What you are asked to do: Make an exact copy of all the records.

Supplied records:
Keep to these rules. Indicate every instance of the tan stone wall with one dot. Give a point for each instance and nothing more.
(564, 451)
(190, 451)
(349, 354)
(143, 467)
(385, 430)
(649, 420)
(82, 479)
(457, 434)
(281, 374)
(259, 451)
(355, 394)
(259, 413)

Task result:
Keep to these rules. Indicate every instance of the tan stone wall with one dot. Give a point for each instance and nothing more.
(564, 451)
(190, 451)
(349, 354)
(143, 467)
(385, 430)
(649, 420)
(82, 479)
(457, 434)
(281, 374)
(259, 451)
(355, 394)
(259, 413)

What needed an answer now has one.